What this exercise asks ::
- 1) In the column on teaching riots in schools, what percentage of Hindus did the 2021 Pew survey find did not want a non-Hindu next-door neighbor?
- 2) From the column on teaching riots in schools, extract the passage that begins at the words "In that regard, the" and stops after "dirty word, ‘secularism’.".

Reading text ::
────────────────────────────────────────

The immediate context for these comments was the NCERT’s decision to remove from its textbooks references to the 2002 Gujarat riots and the demolition of the Babri mosque. Saklani argued that these lessons would be “offensive [and] create hatred in society.”

If you’ve been reading this column regularly, you might recall that three years ago, I had, in fact, agreed with that logic. In a 2021 Z-Factor column titled “A case against History,” I had proposed that Indians should simply agree to bury the past and forget about it. I had cited the example of Rwanda, where people from across ethnic lines collectively decided to forget that country’s infamous genocide in the 1990s. Victims of the genocide refused to commemorate their losses because it brought back painful memories. People refused to ponder about it so that they could live with their neighbours without being haunted by their possible role in the violence.

Yet, this approach only works if all of society decides to turn the page on violence. In parts of the world where violence was so widespread and gruesome that it scarred the mind, peace was made possible because memories of that pain brought people together. The costs of the two World Wars, for instance, made the European Union possible. Germany, which had until then had a long and storied history of warring with its neighbours, is today the most vocal champion of a pan-European identity.

By contrast, India has made a habit of identity-based violence. According to data from the National Crime Records Bureau, India sees tens of thousands of incidents of rioting each year, including hundreds of cases driven by religious or caste identity. In recent years, ethnic violence has gripped places as diverse as Manipur and Delhi.

But since communal riots are often localised, Indians have never had a nationwide reckoning of why they happen so often. Continued rioting has been reinforced by rising social bias and plummeting social trust. In 2021, a Pew survey found that only 23 per cent of Hindus and 29 per cent of Muslims felt that Hindus and Muslims had much in common with each other. 45 per cent of Hindus did not want to live next door to a non-Hindu neighbour. For Muslims, that figure was 36 per cent.

In his comments this month, the NCERT chief rhetorically asked whether teaching about riots is the purpose of education. I would argue that countering these social biases should be the purpose of education.

In that regard, the example I would cite for India is not Rwanda, but Singapore -- another country born out of bloody ethnic riots. In 1995, Singapore’s then Prime Minister Goh Chok Tong announced that the national curriculum will teach students about the horrors of the 1964 race riots between ethnic Malays and Chinese, which had resulted in Singapore’s partition from Malaysia. Goh argued that this was necessary so that younger Singaporeans would recognise “what dangers lie just off the highway” and not “trip up over sensitive issues of race, language and religion.” The resultant curriculum aimed to educate young students about the domestic fault lines that can cause violence.

Perhaps Indians need to do that, too. Today more than ever, Indians must recognise what causes violence and how they can avoid it. And maybe it’s also time to re-learn the essence of that dirty word, ‘secularism’.

────────────────────────────────────────

Data excerpts ::
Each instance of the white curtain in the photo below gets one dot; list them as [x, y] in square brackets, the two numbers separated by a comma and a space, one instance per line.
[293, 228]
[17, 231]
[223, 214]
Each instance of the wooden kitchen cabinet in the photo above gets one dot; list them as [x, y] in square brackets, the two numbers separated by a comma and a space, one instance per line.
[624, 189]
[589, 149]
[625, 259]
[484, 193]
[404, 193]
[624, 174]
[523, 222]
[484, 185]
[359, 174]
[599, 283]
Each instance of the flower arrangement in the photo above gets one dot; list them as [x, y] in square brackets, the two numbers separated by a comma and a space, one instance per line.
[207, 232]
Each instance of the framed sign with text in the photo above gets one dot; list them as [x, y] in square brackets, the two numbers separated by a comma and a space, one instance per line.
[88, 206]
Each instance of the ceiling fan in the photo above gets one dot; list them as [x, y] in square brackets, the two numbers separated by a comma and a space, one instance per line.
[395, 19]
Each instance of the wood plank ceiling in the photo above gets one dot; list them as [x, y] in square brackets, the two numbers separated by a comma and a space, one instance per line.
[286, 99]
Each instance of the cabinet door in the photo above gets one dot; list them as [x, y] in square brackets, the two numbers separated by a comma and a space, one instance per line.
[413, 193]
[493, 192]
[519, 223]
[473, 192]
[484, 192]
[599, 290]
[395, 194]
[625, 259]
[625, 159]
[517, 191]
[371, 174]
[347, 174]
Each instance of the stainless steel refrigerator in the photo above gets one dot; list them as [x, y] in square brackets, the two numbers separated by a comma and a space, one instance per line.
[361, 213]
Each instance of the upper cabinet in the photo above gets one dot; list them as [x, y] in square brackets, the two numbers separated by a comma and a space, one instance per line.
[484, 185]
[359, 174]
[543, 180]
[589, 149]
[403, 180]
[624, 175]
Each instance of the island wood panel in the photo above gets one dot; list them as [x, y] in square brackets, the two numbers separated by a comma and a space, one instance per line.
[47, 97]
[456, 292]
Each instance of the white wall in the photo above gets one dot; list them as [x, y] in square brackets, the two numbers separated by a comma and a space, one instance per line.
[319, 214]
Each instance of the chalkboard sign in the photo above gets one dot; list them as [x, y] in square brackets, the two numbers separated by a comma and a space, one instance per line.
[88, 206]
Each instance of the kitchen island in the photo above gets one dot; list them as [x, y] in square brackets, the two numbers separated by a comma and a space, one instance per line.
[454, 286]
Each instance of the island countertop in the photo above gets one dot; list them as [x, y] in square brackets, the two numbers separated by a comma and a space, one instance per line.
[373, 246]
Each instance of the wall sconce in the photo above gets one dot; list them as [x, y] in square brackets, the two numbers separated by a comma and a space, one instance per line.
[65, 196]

────────────────────────────────────────

Solutions below ::
- 1) 45 percent

- 2)
In that regard, the example I would cite for India is not Rwanda, but Singapore -- another country born out of bloody ethnic riots. In 1995, Singapore’s then Prime Minister Goh Chok Tong announced that the national curriculum will teach students about the horrors of the 1964 race riots between ethnic Malays and Chinese, which had resulted in Singapore’s partition from Malaysia. Goh argued that this was necessary so that younger Singaporeans would recognise “what dangers lie just off the highway” and not “trip up over sensitive issues of race, language and religion.” The resultant curriculum aimed to educate young students about the domestic fault lines that can cause violence.

Perhaps Indians need to do that, too. Today more than ever, Indians must recognise what causes violence and how they can avoid it. And maybe it’s also time to re-learn the essence of that dirty word, ‘secularism’.